### Data
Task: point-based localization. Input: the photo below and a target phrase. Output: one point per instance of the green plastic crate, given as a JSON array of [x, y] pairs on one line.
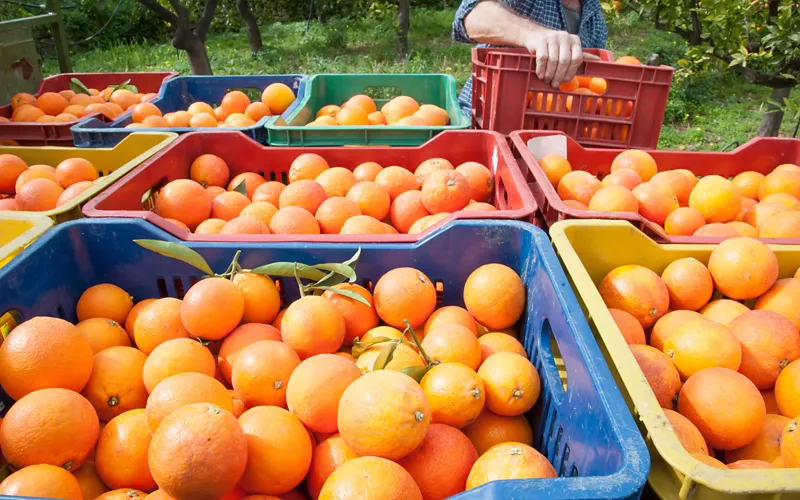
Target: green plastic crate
[[337, 88]]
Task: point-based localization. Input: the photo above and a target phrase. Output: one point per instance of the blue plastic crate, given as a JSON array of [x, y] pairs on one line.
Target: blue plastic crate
[[585, 429], [177, 94]]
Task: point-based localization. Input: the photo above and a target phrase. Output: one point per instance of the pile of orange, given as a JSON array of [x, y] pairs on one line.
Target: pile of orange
[[39, 188], [235, 110], [727, 376], [223, 395], [751, 204], [320, 199], [67, 106], [361, 110]]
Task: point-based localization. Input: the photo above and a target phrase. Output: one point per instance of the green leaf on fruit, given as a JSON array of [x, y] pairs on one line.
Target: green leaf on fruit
[[178, 252]]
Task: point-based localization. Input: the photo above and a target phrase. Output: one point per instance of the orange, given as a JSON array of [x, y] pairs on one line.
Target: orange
[[51, 103], [786, 390], [660, 373], [700, 344], [723, 311], [629, 326], [490, 429], [176, 356], [371, 198], [688, 434], [212, 308], [261, 372], [509, 461], [73, 192], [209, 170], [396, 180], [450, 315], [769, 343], [749, 183], [64, 435], [116, 384], [33, 172], [455, 394], [637, 291], [315, 388], [336, 181], [278, 97], [279, 450], [511, 383], [724, 405], [441, 465], [328, 456], [11, 168], [636, 160], [613, 199], [625, 177], [367, 171], [240, 338], [380, 400], [716, 198], [371, 477], [689, 284], [429, 166], [294, 220], [452, 343], [74, 170], [495, 296], [656, 201], [358, 318], [42, 481], [766, 446], [103, 333], [668, 323], [404, 294], [199, 452], [181, 390], [445, 191], [480, 180], [121, 455], [333, 212], [307, 166], [42, 353], [578, 186], [133, 314], [679, 183], [158, 322], [269, 191], [183, 200], [304, 194], [22, 98], [743, 268], [38, 195]]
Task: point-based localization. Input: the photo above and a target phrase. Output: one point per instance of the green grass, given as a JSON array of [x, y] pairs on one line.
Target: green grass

### To do
Output the lines above in full and exactly. Leave out every picture.

### Written solution
Task: point-based localization. Input: the photo below and a target phrase. Output: one point per instance of the green plastic crate, given as a JSON array of [x, y] pairs on one line.
Target: green plastic crate
[[337, 88]]
Task: point-based localization. Input: the photo above and a target phrase. Output: one point per instance of the blue plastic crate, given as a JSON array of [x, y] pairs on one line.
Target: blue plastic crate
[[585, 429], [177, 94]]
Task: point-based localization. Input: the photo above and a target phrase. Output: one point per instance of the pile of orange, given as a JSON array of [x, y] pairs on one line.
Target: pile of orange
[[39, 188], [235, 110], [727, 376], [223, 395], [751, 204], [320, 199], [67, 106], [361, 110]]
Task: point-based localization. Input: the photo above and a target phrase. Output: one point per instance of the green leaf on fruit, given as a JSON array of [x, y] pairs on one line.
Target: green leaf on fruit
[[178, 252]]
Task: point-based localization. Input: the photo above and a target phrase. Output: one point per instance of the orange, given as a JSON array of [x, y] pairs on one line.
Target: orange
[[51, 103], [786, 390], [660, 373], [700, 344], [723, 311], [629, 326], [490, 429], [176, 356], [371, 198], [688, 434], [212, 308], [261, 372], [509, 461], [73, 192], [209, 170], [396, 180], [450, 315], [769, 343], [749, 183], [64, 435], [116, 384], [33, 172], [455, 394], [637, 291], [315, 388], [336, 181], [278, 97], [279, 450], [511, 383], [724, 405], [441, 465], [328, 456], [11, 168], [636, 160], [613, 199], [625, 177], [367, 171], [240, 338], [380, 400], [716, 198], [371, 477], [689, 284], [429, 166], [294, 220], [452, 343], [74, 170], [495, 296], [656, 201], [358, 318], [42, 481], [766, 446], [103, 333], [668, 323], [404, 294], [199, 452], [181, 390], [445, 191], [480, 180], [121, 455], [333, 212], [307, 166], [42, 353], [578, 186], [133, 314], [679, 183], [158, 322], [269, 191], [183, 200], [304, 194], [22, 98], [743, 268], [38, 195]]
Task: point-based localization. Input: the photo above and a target phrase. Output: one point per instance of the green grass, given as a JSON array of [x, y] pairs on one line.
Target: green grass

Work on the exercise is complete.